WHAT YOU NEED TO DO >> Images should be left out, and everything else in the listing reproduced exactly.

==== EXERCISE INPUTS

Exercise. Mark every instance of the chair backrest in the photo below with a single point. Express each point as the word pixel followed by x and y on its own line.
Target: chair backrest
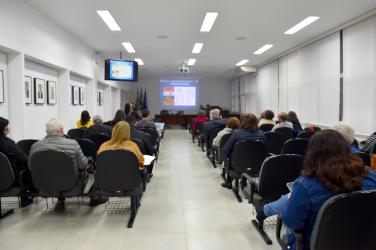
pixel 6 173
pixel 87 147
pixel 275 172
pixel 99 139
pixel 275 142
pixel 25 145
pixel 266 127
pixel 248 156
pixel 53 172
pixel 77 133
pixel 287 132
pixel 117 170
pixel 295 146
pixel 346 222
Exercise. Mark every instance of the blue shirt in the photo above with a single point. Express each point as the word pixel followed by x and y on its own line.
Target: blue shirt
pixel 307 196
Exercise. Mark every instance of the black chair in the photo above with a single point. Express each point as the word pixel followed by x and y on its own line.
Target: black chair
pixel 88 148
pixel 54 175
pixel 345 221
pixel 7 180
pixel 275 142
pixel 286 132
pixel 295 146
pixel 118 175
pixel 276 172
pixel 25 145
pixel 99 139
pixel 77 133
pixel 366 158
pixel 266 127
pixel 247 157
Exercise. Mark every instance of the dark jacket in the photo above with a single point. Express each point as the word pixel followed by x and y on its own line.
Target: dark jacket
pixel 241 135
pixel 97 129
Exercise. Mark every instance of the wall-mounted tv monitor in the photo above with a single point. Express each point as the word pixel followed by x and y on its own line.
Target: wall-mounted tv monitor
pixel 121 70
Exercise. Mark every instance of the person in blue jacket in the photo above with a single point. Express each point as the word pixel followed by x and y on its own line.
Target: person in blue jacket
pixel 329 169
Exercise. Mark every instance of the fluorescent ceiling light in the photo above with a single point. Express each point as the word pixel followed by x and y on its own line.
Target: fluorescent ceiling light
pixel 242 62
pixel 302 25
pixel 191 62
pixel 263 49
pixel 139 61
pixel 109 20
pixel 208 22
pixel 128 46
pixel 197 48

========

TASK ANSWER >>
Exercise. Mark every instance of the chair backrest in the photo below with a single point. Express each point as the word pixel followed by x and y on its own line.
Target: chair backrest
pixel 6 173
pixel 87 147
pixel 275 172
pixel 99 139
pixel 275 142
pixel 25 145
pixel 266 127
pixel 248 156
pixel 53 172
pixel 77 133
pixel 287 132
pixel 117 170
pixel 295 146
pixel 346 222
Exercise. Mark every instance of the blue shirt in the photo above with a single point. Express each point as the word pixel followed by x and y on its own line.
Target: blue shirt
pixel 307 196
Exercise. Mark every instance of the black chair in the photo above with a single point. Express each point as the word pixel followed by x and y on its own line.
Target: black chair
pixel 88 148
pixel 54 175
pixel 345 221
pixel 7 180
pixel 275 142
pixel 286 132
pixel 295 146
pixel 118 175
pixel 276 172
pixel 25 145
pixel 99 139
pixel 77 133
pixel 366 158
pixel 266 127
pixel 247 157
Exercise. Mark every instance of the dark jacket in the photo above with a single point. Express each point as the word pixel followed by x and y on its own line.
Target: dark jacket
pixel 241 135
pixel 97 129
Exercise. Mark every instance of the wall-mounted tv monitor in the photo above with a single point. Express each point as the word pixel followed by x and y on its own line.
Target: wall-mounted tv monitor
pixel 121 70
Exercise. Mark every instance of the person in blue jacket in the photo above with a single point. Express each point as the word pixel followed by x and y on its own line.
Target: person in blue jacket
pixel 329 169
Exercise. Mark every instance of the fluorescent ceiling light in the photo above with a single point. Express each point as the word pixel followed by x and y on its own line.
Target: fluorescent ceiling light
pixel 242 62
pixel 302 25
pixel 191 62
pixel 263 49
pixel 139 61
pixel 109 20
pixel 208 22
pixel 128 46
pixel 197 48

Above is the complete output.